Written problem: Pick out every line in the rows below that contains the word "jack", and copy each one.

══════

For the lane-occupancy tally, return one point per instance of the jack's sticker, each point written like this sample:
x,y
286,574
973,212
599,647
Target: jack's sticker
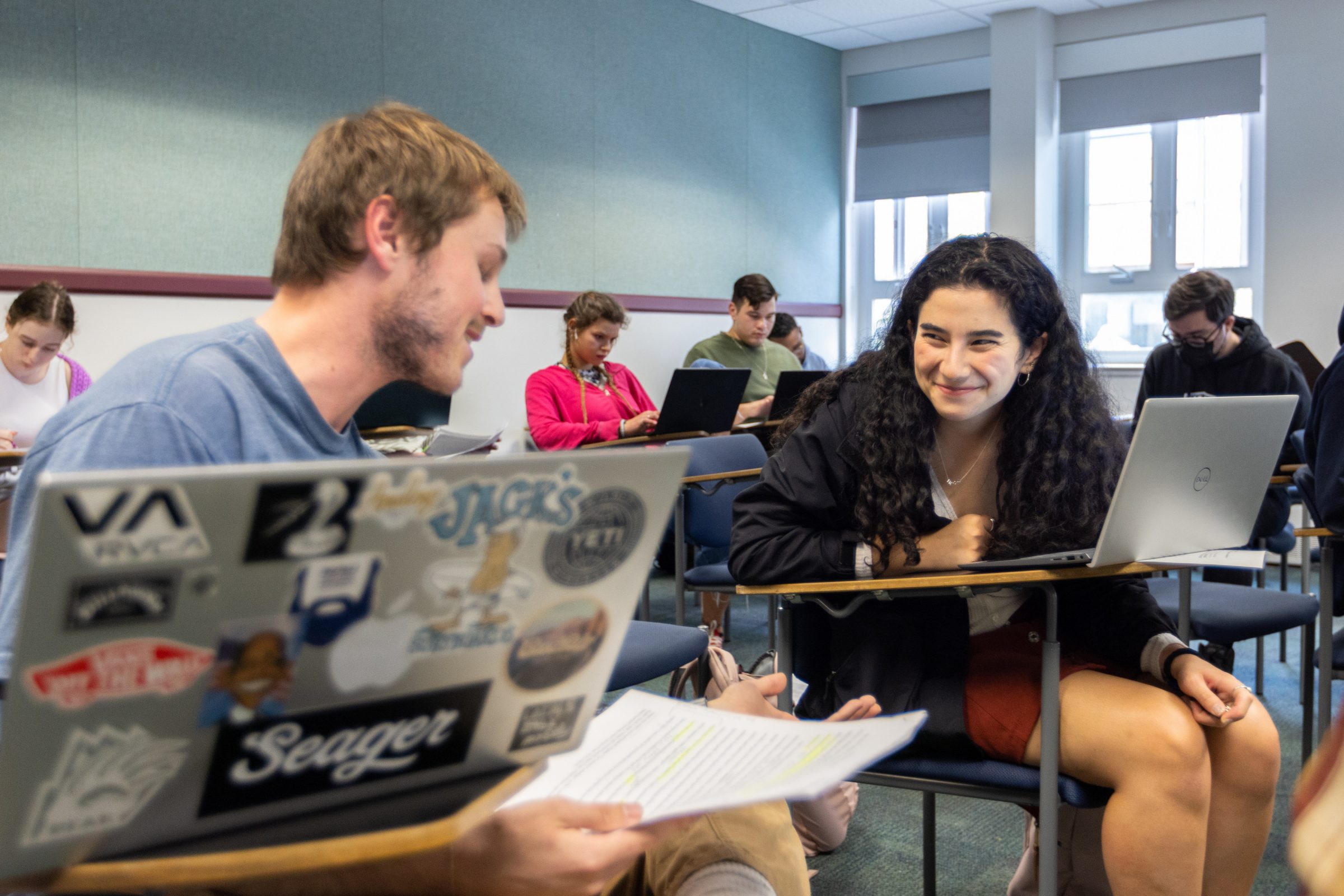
x,y
394,506
609,526
312,753
557,644
136,526
128,668
334,594
132,598
546,723
101,782
254,668
301,520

══════

Output of the exercise:
For the lane-occupancy tally, return one point per instance of the jack's sticker, each point written like this sample:
Target: jack's sticker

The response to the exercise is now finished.